本文抜粋:
══════════
以上の取付部4による補助装置の漂流物3への取り付けは、例えば、水難事故現場に急行した巡視艇等から、漂流物3が散乱した直後の事故現場付近などにおいてすることが可能である。具体的には例えば、上述のように取付部4をコンテナ3に磁力により取り付ける場合には、空中で停止可能な無人飛翔体8により吊り下げ解除可能に吊り下げられる無人飛翔体用吊り下げ部9を補助装置に有しておけば、上述の巡視艇等の上から無人飛翔体8を操作して、磁石7により吸着可能なコンテナ3の近くまで補助装置を安全迅速に運搬することができる。このような無人飛翔体8としては、具体的には例えば、近年、開発が急速に進んでいるドローン(UAV:Unmanned Aerial Vehicle)を利用することができる。
一方、上記遠隔捜索用識別部1は、遠隔距離から捜索容易な様々なもので構成することができ、例えば、水域において目立つ色の着色を施した旗などのほか、発光、発音、発煙、さらには上述のラジオブイのように電波を発信するもので構成することが可能である。
以上の補助装置は、従来例におけるラジオブイのように、一般には水域において絶対的な位置を示すものであるブイを、このような固定的な浮標ではなく可動的な浮標として利用して構成することが可能である。この場合、遠隔捜索用識別部1は、上述のように発光手段や、電波の発信手段として構成すれば、その取り扱いが比較的容易になる。また、この場合、上記浮揚力発生部5は、防水処理された内部空間に前記遠隔捜索用識別部1を格納して水面浮揚可能に形成されるブイ本体部10として構成することが可能である。
さらに、上記遠隔捜索用識別部1について、逐次受信されるGNSS信号に基づく自位置情報を無線発信するようにした場合には、広大な海原などにおいて補助装置を目視のみを頼りにして、あるいは、電波標識等のように電波の発信方向を頼りにして捜索する場合に比して、捜索をより簡単にすることができる。この場合において、上記漂流物捜索用補助装置Aを複数用意し、各補助装置Aの自位置情報を無線受信する受信装置Bと合わせて漂流物捜索装置を構成すれば、捜索性を極めて向上させることができる。
══════════
演習問題:
#1 漂流物捜索用補助装置に関する文章では、無人飛翔体8として具体的に何を利用できるとしているか。
#2 漂流物捜索用補助装置に関する文章を、その最後の文の後から書き継げ。
後続のレコードは、漂流物捜索用補助装置に関する文章とは無関係である。
══════════
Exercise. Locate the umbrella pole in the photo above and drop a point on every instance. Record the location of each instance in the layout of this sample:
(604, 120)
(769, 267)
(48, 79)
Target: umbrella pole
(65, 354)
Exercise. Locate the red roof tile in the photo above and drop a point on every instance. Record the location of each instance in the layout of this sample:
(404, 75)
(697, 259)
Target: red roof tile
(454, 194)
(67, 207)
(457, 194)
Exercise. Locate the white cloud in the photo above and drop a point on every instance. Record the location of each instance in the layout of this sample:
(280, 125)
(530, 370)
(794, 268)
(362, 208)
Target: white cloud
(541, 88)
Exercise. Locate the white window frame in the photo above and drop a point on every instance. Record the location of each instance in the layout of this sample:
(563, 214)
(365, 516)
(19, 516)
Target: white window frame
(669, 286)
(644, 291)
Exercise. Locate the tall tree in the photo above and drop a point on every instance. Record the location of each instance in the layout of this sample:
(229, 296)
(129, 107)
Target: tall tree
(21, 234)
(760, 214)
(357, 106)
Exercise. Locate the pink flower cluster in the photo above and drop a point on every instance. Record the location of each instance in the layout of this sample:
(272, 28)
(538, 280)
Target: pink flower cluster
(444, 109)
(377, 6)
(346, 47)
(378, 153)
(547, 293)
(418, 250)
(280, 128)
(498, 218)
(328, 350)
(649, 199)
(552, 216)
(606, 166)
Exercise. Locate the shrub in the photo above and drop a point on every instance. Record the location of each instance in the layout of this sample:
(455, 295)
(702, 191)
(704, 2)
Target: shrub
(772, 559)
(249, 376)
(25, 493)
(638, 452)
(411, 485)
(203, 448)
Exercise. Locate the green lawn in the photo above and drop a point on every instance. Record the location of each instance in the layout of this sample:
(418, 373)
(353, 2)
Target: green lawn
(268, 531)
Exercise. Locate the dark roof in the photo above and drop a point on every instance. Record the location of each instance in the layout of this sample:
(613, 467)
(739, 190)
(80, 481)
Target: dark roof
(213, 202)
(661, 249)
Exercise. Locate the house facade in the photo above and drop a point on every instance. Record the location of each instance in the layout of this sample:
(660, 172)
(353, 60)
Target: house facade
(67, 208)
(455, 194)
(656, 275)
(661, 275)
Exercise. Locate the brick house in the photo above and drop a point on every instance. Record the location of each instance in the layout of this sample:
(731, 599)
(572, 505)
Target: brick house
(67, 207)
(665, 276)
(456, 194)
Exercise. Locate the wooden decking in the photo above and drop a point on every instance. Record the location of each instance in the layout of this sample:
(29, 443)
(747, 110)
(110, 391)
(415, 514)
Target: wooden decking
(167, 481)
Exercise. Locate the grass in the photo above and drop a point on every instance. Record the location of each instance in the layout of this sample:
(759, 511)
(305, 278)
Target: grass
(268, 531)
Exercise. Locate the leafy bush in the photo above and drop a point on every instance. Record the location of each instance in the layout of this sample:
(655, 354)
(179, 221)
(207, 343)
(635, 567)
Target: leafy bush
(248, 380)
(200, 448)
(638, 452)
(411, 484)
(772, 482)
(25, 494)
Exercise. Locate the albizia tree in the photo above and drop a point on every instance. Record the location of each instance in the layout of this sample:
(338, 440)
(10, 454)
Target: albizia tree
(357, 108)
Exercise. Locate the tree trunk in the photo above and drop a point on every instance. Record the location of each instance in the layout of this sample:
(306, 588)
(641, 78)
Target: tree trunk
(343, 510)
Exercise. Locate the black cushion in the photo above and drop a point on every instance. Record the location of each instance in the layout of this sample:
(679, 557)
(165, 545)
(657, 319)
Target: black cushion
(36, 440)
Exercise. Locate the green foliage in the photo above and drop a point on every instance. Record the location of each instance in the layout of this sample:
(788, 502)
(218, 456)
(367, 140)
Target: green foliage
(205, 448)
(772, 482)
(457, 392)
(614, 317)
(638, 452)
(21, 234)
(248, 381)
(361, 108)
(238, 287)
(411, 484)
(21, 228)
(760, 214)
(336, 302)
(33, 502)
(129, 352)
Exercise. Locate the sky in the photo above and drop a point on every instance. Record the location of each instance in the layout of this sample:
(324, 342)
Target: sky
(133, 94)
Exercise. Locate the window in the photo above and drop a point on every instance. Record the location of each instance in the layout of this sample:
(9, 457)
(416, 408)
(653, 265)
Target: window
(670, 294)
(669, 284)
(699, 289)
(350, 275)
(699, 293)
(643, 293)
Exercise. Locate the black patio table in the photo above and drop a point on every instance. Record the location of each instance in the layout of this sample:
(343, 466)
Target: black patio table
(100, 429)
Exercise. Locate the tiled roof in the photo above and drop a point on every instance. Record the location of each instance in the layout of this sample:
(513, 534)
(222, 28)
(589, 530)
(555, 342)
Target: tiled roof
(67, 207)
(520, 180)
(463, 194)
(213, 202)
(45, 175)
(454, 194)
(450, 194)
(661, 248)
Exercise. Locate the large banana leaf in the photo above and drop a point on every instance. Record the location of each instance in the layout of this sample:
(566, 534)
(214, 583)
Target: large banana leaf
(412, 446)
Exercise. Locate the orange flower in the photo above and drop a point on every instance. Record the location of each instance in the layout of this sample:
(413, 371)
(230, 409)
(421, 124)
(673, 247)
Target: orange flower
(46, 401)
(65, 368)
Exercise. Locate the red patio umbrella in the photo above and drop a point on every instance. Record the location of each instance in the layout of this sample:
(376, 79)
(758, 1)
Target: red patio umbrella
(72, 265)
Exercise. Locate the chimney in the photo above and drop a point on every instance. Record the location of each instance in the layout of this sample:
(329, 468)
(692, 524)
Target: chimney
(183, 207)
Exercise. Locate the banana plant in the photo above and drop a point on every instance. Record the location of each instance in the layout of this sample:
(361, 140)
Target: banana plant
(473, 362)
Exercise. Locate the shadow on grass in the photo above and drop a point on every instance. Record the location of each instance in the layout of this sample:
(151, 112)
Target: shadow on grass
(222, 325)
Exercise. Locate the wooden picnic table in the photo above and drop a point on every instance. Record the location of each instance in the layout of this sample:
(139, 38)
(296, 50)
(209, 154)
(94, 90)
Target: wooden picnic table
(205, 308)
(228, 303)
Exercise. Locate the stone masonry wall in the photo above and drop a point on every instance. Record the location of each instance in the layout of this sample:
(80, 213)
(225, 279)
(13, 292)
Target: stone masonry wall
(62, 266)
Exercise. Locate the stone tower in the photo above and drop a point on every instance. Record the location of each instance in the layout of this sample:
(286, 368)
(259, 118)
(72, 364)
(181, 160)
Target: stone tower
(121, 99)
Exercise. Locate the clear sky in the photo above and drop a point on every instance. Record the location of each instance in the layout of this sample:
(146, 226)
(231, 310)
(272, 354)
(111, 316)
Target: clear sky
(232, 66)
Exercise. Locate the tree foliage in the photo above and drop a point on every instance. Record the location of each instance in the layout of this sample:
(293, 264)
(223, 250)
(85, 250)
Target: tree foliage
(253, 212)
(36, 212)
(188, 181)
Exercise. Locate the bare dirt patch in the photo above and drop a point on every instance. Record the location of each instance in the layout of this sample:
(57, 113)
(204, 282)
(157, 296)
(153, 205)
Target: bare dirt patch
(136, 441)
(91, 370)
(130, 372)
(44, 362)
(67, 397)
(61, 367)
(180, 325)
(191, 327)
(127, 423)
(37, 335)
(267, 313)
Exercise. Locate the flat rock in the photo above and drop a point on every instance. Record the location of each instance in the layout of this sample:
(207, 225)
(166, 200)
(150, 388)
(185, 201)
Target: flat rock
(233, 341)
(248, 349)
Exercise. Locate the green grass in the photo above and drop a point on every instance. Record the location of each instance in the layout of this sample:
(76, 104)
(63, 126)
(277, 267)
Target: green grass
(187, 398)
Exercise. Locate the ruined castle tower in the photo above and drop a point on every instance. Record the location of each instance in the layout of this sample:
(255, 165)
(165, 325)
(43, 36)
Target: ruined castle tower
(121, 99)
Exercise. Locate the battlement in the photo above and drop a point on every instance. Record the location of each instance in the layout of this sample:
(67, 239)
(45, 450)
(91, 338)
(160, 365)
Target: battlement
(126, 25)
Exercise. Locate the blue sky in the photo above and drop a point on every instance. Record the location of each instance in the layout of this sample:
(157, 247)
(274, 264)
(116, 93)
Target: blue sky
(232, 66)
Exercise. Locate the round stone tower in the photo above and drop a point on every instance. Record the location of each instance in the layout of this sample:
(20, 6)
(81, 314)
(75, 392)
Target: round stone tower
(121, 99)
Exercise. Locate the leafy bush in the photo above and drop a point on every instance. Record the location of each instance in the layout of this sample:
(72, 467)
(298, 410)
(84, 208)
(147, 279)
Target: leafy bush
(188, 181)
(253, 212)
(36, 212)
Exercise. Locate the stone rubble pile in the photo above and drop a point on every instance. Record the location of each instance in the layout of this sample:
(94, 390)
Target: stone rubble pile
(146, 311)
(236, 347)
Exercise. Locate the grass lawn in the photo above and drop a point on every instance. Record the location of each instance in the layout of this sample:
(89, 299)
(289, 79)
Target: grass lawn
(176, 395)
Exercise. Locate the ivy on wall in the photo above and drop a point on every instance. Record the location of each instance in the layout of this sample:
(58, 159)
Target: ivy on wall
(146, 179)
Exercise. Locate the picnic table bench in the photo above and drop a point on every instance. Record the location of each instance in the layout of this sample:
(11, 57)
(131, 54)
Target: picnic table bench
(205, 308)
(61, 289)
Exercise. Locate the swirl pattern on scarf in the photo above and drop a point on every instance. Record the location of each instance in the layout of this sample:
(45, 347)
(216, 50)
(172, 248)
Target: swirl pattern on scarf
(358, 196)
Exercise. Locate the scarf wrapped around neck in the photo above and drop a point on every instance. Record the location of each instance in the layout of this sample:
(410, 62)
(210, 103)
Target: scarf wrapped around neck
══════════
解答:
#1 ドローン(UAV:Unmanned Aerial Vehicle)

#2
すなわち、上述したコンテナ3のような積み荷が水難事故により水域に散乱した場合、その総数は膨大になりやすく、目視によってその多くの位置関係を同時に把握するのは容易ではない。この点、受信装置Bにより各々の位置情報を受信すれば、これらの位置情報の一覧性が極めて向上する。
また、本発明によれば、上記目的は、
水難事故現場付近において散乱浮遊したコンテナ3の適宜位置にブイCを取り付けた後、
水流により海難事故現場付近から他の場所へと漂流したコンテナ3の位置をブイCにより特定する漂流コンテナ3の捜索方法を提供することにより達成される。
この発明によれば、上述したように、水難事故現場付近において散乱浮遊したコンテナ3にブイCを取り付けておくことにより、その後に水難事故現場付近から他の水域に移動したコンテナ3をブイCを目印にして容易に捜索することができる。
以上の説明から明らかなように、本発明によれば、漂流物の捜索効率を高めることができ、漂流物の漂流に伴う衝突事故などを防止することができる。
本発明に係る漂流物捜索用補助装置を示す図で、(a)は全体斜視図、(b)は要部拡大縦断面図である。 漂流物捜索装置の機能ブロック図で、(a)は遠隔捜索用識別部の機能ブロック図、(b)は受信装置の機能ブロック図、(c)は表示装置の機能ブロック図である。 漂流物捜索用補助装置の漂流物への取り付け作業を説明する図である。 漂流物の沈下に伴う取り付け状態の解除過程を説明する図で、(a)は漂流物の沈下初期のイメージ図、(b)は沈下進行時のイメージ図である。
図1ないし図4に本発明の実施の形態を示す。この実施の形態において、漂流物捜索用補助装置Aは、図1(a)に示すように、ブイ本体部10に漂流コンテナ(漂流物3)への取付部4を設けたブイCとして構成される。上記ブイ本体部10は、図1(b)に示すように、ケース21内の防水処理された内部空間に遠隔捜索用識別部1と、気嚢部22とを収容、配置して形成され、該気嚢部22によりブイCを海面(水面2)浮揚可能にする。
また、上記取付部4は、チェーンなどの可撓性を備えた長尺の索状体23と、上記コンテナ3に磁力により吸着する磁石7とを有し、基端部をブイ本体部10に固定した索状体23の先端部に磁石7を取り付けて形成される。この磁石7は、潮流によってはコンテナ3への吸着状態が容易に解消されず、かつ、ブイCがコンテナ3に引っ張られるようにして海面2下へと沈み込む事態になった際に上述の気嚢部22により発生する浮揚力よりもやや小さい程度の吸着力を生じさせる磁力を発揮する。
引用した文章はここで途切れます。